*** Begin section ***

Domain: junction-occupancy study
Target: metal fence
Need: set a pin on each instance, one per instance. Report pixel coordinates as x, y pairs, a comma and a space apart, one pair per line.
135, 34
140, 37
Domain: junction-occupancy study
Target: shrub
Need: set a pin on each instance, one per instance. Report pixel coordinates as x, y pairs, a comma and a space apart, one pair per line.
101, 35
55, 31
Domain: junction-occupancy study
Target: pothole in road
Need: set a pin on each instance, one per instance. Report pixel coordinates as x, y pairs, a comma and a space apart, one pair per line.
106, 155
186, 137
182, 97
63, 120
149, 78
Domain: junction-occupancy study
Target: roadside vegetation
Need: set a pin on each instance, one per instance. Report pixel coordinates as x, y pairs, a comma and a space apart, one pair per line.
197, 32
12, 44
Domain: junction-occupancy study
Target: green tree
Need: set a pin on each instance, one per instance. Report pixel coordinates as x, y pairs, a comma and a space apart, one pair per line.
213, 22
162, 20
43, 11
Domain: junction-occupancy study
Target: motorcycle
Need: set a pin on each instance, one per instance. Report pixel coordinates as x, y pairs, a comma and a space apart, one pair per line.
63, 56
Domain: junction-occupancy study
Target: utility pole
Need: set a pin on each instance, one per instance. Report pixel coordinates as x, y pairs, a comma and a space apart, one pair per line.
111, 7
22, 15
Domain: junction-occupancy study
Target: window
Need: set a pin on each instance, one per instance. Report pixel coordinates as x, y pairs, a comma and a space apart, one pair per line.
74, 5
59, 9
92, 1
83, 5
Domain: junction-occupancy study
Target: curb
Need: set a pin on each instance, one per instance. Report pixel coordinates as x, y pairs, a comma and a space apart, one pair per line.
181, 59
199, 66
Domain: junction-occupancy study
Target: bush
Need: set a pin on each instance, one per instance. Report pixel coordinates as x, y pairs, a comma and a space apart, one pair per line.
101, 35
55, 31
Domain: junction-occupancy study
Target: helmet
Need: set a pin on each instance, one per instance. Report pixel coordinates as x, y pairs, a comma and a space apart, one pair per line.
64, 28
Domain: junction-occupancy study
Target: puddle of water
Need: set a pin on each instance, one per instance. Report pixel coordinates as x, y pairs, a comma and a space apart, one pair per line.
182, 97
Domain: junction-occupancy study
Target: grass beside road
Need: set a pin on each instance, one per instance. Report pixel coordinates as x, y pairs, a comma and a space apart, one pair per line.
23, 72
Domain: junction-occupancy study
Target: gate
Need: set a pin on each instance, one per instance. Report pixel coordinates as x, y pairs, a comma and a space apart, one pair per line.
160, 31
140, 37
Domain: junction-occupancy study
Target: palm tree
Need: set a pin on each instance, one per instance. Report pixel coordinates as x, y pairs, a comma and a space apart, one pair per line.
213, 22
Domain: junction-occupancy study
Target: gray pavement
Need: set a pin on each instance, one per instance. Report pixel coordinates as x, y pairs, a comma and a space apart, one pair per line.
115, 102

*** End section ***

**Exercise:** Repeat the whole listing exactly, keeping every line intact.

**Exercise answer:**
Domain: junction-occupancy study
Target: metal fence
Need: set a pin on each instance, one per instance. Report pixel coordinates as x, y pairs, a comma and a space apart, one pair per line.
135, 34
140, 37
Domain: junction-occupancy study
Target: shrub
Need: set a pin on each instance, one per instance. Report pixel coordinates as x, y pairs, a comma and a space apart, one pair per line.
101, 35
55, 31
Domain: junction-occupancy study
Target: pothole in road
Need: set a pin on each instance, one per instance. Report pixel coordinates as x, y pairs, a comma and a space apart, one pair per line.
106, 155
186, 137
182, 97
63, 120
149, 78
Domain: junction-occupancy study
Target: roadside vegetation
Need: set a pin on each instance, one per instance. Report pixel coordinates as x, y pairs, a comma and a space apart, one pair per line.
197, 32
12, 44
Domain: junction-occupancy study
Target: green tree
Need: set a pin on each instance, one per instance. Report pixel coordinates as x, y pairs, a comma and a space apart, one pair per line.
213, 22
162, 20
43, 11
Domain: junction-occupancy study
Target: motorcycle
Need: set a pin on each instance, one per instance. Report pixel coordinates as x, y pairs, a comma and a space apart, one pair per line.
63, 56
Domain: junction-occupancy study
Target: utility pole
Need: set a pin on each instance, one per instance. Report pixel coordinates as x, y pairs, a comma and a space apart, one pair per line.
111, 7
22, 15
Domain: junction-occupancy study
Target: window
Need: set a pin on each instance, one per instance. Report pixel coordinates as x, y pairs, a comma and a space apart, one pair per line.
74, 5
59, 9
92, 1
83, 5
Domain: junction-occupancy study
Target: curb
Need: set a pin on each instance, one per instance. Report pixel coordinates as x, y pairs, a comma and a space apart, one pair per line.
181, 59
199, 66
Domain: junction-occupancy study
Target: bush
Need: set a pin on each instance, one per instance. Report pixel coordinates as x, y pairs, a comma and a space apart, one pair per line.
101, 35
55, 31
Domain: junction-occupancy study
Target: helmet
Need: set a pin on each instance, one per instance. Report pixel coordinates as x, y pairs, a comma and a space apart, one pair per line.
64, 28
Domain: junction-occupancy study
Target: puddle of water
Need: set a pin on each instance, one per instance. Report pixel coordinates as x, y pairs, a comma and a space apart, one pair per line.
182, 97
Domain: junction-occupancy study
Target: grass beside road
Need: set a pin on each instance, one per instance. Report pixel coordinates as x, y pairs, a comma and a space apart, one pair per line.
23, 72
Domain: junction-occupancy study
Target: gate
Need: set a pin on each instance, one per instance. Report pixel coordinates as x, y pairs, a comma and a space apart, one pair per line.
160, 31
140, 37
Domain: junction-occupancy study
Target: palm tree
Need: set a pin on each instance, one per instance. Report pixel coordinates as x, y pairs, a comma and a space apart, one pair per line.
213, 22
Domain: junction-occupancy study
Target: gray pavement
Need: set a pin on each instance, one per instance. Report pixel coordinates as x, y pairs, a comma and a space apart, one pair per line.
115, 102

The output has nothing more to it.